-- Start of Dataset rows --
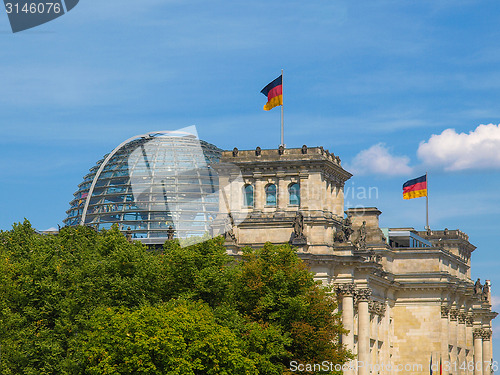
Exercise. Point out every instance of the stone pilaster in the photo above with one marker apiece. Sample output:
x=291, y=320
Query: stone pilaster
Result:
x=363, y=330
x=486, y=336
x=453, y=334
x=461, y=339
x=469, y=340
x=478, y=351
x=346, y=294
x=445, y=312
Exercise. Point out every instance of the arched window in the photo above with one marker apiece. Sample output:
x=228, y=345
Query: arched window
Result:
x=271, y=195
x=248, y=196
x=294, y=194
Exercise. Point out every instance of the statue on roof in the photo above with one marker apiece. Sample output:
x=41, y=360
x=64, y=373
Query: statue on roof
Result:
x=170, y=233
x=485, y=292
x=228, y=228
x=478, y=287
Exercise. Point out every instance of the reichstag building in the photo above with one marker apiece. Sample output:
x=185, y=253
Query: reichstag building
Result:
x=405, y=295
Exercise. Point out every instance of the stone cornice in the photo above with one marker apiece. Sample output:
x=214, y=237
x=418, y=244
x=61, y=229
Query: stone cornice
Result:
x=376, y=307
x=363, y=294
x=347, y=289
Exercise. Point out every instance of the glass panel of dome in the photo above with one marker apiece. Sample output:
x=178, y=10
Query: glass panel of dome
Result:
x=147, y=168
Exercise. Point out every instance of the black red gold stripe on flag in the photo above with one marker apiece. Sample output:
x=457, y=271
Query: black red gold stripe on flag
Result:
x=274, y=93
x=415, y=188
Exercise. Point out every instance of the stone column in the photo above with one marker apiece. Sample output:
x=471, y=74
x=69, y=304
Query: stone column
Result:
x=346, y=292
x=445, y=310
x=453, y=335
x=478, y=351
x=363, y=331
x=469, y=343
x=462, y=317
x=259, y=194
x=282, y=195
x=486, y=336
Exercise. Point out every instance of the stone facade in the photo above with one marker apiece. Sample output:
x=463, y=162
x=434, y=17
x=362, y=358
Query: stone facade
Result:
x=404, y=295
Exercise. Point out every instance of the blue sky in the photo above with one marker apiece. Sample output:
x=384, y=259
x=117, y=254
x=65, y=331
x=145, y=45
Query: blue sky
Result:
x=396, y=88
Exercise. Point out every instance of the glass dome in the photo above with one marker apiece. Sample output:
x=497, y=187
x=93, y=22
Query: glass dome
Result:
x=150, y=183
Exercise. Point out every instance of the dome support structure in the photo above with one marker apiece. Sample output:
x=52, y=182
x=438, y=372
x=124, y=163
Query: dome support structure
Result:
x=112, y=153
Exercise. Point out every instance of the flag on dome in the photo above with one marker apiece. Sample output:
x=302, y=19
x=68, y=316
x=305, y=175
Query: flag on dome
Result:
x=274, y=93
x=415, y=188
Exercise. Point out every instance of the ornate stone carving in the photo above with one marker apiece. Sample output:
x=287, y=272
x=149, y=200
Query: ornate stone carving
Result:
-- End of Dataset rows --
▶ [Problem details] Print out the material word for word, omitting the pictures.

▶ [Completed exercise]
Exercise. Point out every instance of the stone pilaster in the photo above with one marker apiece. Sample output:
x=291, y=320
Query: stone pilaster
Result:
x=363, y=330
x=486, y=336
x=453, y=334
x=461, y=339
x=469, y=340
x=478, y=351
x=346, y=294
x=445, y=312
Exercise. Point out every instance of the arched window in the photo above with one marker apiece. Sample output:
x=228, y=345
Query: arched window
Result:
x=271, y=195
x=248, y=196
x=294, y=194
Exercise. Point out every instance of the statue on roof in the photo above with one marker apiece. Sample output:
x=41, y=360
x=64, y=373
Query: statue on roof
Result:
x=170, y=233
x=485, y=292
x=228, y=228
x=478, y=287
Exercise. Point out every instance of the reichstag building in the photo above with one marker apiece. Sample output:
x=185, y=253
Query: reichstag building
Result:
x=405, y=295
Exercise. Point out every instance of the stone cornice in the photo above with one marker apiece. Sample output:
x=214, y=237
x=418, y=244
x=61, y=229
Query: stone cornice
Result:
x=376, y=307
x=363, y=294
x=347, y=289
Exercise. Point out every instance of the glass panel of dome in the photo above with one marker apiece. Sample output:
x=178, y=10
Query: glass panel of dome
Result:
x=147, y=168
Exercise. Point out every instance of the black red gold stripe on flag in the photo above with one marker apiece. Sample output:
x=457, y=271
Query: black red gold stripe on flag
Result:
x=274, y=93
x=415, y=188
Exercise. Point out every instance of the stone column in the photo above with one marker apiece. Sample output:
x=471, y=74
x=69, y=304
Query: stone column
Result:
x=346, y=292
x=445, y=310
x=453, y=335
x=478, y=351
x=363, y=331
x=469, y=343
x=462, y=317
x=259, y=194
x=282, y=195
x=486, y=336
Exercise. Point out every instance of the stone facade in the photo above with one marker apiece. Sample output:
x=463, y=162
x=434, y=17
x=362, y=358
Query: stone facade
Result:
x=404, y=295
Exercise. Point out every instance of the blue sky in the photo above with one marker apiece. Sample output:
x=384, y=259
x=117, y=254
x=65, y=331
x=145, y=45
Query: blue sky
Result:
x=396, y=88
Exercise. Point out every instance of the glass dome in the photo above with one marker apiece. Sample output:
x=497, y=187
x=93, y=22
Query: glass dome
Result:
x=150, y=183
Exercise. Point out every instance of the dome support structure in the photo above with one marker apiece. Sample output:
x=52, y=182
x=438, y=372
x=124, y=163
Query: dome support structure
Result:
x=112, y=153
Exercise. Point out every instance of the flag on dome in the photo above with one marker apiece. Sample output:
x=302, y=19
x=68, y=316
x=305, y=175
Query: flag on dome
Result:
x=274, y=93
x=415, y=188
Exercise. Point out every instance of the ornate stone carving in the photo above with one marker apiece. Sample output:
x=287, y=272
x=149, y=200
Query: ornate stone carving
Result:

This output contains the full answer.